[Items from a data source]

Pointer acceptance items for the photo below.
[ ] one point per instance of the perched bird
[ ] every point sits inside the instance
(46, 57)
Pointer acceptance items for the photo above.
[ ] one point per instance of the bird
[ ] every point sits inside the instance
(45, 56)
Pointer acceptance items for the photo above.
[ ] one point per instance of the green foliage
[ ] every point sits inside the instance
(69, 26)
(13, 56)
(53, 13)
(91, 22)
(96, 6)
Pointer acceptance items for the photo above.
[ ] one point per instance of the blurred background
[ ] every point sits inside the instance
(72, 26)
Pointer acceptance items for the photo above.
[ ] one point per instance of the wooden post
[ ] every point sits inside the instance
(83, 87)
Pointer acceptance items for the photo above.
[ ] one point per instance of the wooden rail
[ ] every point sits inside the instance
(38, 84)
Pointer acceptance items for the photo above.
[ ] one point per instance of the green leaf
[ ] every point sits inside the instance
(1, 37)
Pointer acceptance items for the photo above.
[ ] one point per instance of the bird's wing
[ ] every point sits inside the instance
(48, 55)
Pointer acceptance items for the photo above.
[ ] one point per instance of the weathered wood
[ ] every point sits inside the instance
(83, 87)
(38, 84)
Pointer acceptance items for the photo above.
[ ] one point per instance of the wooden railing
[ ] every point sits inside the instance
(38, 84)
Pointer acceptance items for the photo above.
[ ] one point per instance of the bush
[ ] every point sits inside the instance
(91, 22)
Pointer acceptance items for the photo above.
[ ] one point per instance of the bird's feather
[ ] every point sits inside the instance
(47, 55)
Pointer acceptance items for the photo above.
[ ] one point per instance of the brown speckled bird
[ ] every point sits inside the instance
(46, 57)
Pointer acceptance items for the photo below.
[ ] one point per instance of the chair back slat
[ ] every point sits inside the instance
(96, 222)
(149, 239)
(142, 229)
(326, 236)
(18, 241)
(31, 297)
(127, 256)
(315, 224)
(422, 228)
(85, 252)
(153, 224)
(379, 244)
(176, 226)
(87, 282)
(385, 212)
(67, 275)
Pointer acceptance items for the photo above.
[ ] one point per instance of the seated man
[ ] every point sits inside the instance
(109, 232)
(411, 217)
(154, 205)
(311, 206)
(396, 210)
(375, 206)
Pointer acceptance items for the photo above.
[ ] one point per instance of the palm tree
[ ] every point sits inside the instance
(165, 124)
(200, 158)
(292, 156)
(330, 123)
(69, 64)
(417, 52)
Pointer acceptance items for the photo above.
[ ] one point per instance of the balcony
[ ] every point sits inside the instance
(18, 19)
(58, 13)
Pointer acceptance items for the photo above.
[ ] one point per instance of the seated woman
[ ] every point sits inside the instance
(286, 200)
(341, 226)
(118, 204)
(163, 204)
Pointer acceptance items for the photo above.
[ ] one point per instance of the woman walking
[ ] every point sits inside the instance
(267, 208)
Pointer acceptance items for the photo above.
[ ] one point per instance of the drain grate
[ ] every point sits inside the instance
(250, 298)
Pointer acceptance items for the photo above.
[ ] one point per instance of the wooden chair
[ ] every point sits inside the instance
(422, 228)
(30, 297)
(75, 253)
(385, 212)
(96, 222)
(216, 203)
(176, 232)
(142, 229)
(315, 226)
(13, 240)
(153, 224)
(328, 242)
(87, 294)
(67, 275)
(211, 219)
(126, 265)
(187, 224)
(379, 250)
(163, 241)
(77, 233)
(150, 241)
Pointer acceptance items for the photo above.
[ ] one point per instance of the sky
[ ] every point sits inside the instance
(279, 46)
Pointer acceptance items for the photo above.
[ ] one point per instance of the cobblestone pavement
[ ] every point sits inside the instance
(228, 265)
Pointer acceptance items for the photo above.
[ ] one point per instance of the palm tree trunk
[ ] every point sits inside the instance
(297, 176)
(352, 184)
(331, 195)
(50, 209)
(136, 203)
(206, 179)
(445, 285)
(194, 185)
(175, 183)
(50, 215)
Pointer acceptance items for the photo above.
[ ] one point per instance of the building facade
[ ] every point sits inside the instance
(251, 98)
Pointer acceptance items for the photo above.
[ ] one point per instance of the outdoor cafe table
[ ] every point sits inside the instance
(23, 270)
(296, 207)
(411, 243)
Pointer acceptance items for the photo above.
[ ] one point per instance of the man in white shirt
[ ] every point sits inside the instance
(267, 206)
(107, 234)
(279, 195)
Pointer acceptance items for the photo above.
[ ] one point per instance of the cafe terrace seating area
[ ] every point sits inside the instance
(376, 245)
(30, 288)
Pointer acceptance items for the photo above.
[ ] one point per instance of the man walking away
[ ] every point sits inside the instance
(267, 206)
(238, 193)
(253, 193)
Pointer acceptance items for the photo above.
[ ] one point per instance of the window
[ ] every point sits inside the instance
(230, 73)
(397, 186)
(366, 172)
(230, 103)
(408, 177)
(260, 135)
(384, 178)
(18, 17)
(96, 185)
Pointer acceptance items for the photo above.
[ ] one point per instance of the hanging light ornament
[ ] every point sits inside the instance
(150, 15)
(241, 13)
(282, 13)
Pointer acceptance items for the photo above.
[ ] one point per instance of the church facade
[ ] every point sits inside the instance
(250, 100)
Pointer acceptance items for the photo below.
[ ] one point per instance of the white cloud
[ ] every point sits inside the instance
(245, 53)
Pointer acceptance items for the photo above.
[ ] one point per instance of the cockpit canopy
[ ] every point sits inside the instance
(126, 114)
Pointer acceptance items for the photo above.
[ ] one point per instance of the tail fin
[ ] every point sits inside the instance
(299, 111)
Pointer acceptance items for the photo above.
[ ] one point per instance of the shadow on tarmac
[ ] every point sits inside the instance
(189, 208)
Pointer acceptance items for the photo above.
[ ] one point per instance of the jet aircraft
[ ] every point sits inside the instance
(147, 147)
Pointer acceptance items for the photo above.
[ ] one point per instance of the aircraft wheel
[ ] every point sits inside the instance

* Exercise brief
Please count the lines in the records above that contain the word "woman" and give only the number.

* Output
2